Part of a data file:
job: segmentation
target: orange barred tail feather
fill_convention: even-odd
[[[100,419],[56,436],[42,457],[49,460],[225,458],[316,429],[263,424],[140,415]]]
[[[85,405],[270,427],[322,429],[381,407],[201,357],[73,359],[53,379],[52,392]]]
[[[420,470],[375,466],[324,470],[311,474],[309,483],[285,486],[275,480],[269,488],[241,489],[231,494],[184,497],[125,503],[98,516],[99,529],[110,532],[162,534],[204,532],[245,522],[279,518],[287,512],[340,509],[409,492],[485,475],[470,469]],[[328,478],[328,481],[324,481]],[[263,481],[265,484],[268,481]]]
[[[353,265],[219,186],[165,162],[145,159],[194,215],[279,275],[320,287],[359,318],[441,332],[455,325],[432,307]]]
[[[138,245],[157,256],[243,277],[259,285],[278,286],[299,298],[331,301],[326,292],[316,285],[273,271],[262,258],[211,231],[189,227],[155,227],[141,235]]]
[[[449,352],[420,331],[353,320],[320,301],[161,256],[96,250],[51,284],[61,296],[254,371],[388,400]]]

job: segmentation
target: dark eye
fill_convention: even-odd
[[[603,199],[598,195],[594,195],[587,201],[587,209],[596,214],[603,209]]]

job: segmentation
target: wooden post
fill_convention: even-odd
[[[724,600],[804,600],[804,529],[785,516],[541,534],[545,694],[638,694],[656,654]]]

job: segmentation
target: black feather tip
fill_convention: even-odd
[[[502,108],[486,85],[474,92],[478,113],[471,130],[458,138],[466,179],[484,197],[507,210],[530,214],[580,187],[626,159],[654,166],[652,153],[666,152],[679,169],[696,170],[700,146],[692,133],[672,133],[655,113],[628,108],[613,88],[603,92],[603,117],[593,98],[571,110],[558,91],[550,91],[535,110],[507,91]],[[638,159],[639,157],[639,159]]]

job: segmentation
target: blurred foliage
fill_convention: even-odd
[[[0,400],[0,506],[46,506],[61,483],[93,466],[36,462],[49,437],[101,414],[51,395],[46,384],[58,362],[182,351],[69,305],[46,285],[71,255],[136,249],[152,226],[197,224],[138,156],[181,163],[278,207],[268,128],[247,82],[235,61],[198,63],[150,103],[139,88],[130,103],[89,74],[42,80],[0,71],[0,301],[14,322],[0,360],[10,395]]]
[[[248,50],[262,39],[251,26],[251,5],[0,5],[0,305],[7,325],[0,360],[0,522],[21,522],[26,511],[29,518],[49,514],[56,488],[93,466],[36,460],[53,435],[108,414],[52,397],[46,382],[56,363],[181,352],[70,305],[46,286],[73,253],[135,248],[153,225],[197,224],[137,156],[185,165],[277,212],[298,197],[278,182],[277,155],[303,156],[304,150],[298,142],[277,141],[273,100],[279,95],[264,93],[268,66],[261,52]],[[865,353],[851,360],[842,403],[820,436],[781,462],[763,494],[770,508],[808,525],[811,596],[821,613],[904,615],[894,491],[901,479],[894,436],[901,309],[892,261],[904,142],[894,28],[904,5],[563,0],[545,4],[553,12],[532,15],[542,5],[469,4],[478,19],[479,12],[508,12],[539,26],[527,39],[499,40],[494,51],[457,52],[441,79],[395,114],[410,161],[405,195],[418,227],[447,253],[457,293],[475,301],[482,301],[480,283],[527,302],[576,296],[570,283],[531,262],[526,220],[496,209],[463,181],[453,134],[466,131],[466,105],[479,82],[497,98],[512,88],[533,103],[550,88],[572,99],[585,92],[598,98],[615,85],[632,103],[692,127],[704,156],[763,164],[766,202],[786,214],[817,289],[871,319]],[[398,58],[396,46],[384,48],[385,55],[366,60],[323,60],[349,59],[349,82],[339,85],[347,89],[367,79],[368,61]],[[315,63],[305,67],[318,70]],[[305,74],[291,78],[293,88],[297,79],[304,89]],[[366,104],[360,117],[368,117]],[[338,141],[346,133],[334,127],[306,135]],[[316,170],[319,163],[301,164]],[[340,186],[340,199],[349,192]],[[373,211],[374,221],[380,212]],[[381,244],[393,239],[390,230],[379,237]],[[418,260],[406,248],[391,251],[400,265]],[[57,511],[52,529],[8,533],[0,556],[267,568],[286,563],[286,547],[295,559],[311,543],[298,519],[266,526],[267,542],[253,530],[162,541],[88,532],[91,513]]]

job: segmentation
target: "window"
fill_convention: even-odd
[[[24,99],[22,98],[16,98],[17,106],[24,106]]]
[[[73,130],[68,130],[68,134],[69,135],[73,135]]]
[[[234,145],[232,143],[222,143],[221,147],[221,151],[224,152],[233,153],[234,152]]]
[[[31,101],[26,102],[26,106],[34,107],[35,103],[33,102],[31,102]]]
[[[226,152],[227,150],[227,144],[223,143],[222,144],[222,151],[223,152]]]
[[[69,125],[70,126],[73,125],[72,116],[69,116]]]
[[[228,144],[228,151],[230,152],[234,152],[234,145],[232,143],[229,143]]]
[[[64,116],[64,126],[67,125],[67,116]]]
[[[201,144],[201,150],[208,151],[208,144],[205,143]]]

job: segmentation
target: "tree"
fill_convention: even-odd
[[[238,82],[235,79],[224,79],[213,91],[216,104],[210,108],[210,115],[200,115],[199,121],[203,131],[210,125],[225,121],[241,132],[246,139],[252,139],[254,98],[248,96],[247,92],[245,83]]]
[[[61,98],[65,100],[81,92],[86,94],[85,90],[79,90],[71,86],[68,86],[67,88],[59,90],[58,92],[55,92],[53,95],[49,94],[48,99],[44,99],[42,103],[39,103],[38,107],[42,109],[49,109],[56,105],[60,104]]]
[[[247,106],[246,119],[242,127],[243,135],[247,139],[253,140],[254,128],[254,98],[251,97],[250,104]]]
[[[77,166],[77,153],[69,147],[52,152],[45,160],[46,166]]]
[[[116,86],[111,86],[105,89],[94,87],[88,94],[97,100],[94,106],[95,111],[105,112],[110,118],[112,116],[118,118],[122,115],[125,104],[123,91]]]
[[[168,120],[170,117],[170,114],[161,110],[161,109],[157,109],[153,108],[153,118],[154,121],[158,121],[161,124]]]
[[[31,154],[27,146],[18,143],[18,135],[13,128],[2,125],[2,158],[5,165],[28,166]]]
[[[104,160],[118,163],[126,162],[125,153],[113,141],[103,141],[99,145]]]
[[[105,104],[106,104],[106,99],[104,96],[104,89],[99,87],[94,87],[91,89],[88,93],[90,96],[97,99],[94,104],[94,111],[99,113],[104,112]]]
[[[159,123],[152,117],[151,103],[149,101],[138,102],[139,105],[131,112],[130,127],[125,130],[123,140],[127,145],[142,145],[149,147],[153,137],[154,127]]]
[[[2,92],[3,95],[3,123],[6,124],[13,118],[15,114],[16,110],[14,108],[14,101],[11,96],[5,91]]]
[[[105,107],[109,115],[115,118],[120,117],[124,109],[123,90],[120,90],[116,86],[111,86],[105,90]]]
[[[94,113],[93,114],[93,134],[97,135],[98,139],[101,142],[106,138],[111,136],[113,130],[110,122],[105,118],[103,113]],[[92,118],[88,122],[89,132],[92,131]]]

WRITTEN REQUEST: How many lines in the listing above contain the string "target"? Matching is case-sensitive, and the reply should be the number alone.

OUTPUT: 7